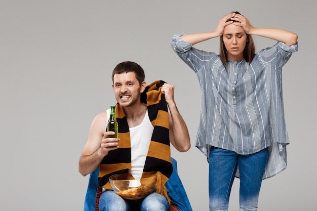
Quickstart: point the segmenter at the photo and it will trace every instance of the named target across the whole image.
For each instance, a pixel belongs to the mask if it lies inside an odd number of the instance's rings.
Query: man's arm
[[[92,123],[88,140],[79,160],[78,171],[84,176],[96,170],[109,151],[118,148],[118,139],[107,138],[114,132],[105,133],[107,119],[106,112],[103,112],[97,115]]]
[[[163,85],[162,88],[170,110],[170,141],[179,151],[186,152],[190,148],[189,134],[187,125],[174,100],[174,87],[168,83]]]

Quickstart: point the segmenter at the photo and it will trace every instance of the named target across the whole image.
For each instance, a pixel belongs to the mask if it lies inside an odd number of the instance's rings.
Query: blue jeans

________________

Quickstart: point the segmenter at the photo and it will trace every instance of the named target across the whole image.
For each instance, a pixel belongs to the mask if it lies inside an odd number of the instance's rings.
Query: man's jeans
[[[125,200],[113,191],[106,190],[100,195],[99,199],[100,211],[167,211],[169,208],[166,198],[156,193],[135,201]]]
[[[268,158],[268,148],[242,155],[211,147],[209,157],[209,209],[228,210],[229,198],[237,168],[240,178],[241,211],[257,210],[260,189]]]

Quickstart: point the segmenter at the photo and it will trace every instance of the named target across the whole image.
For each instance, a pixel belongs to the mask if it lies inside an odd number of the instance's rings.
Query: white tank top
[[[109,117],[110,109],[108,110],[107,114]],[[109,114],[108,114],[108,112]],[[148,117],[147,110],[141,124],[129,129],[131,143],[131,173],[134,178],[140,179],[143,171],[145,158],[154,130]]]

________________

### Objectif de la tâche
Filtrez les enregistrements en recopiant chaque ligne qui contient la chaîne « Query », en respectant la casse.

### Tâche accomplie
Query: man's arm
Query: blue jeans
Query: man's jeans
Query: white tank top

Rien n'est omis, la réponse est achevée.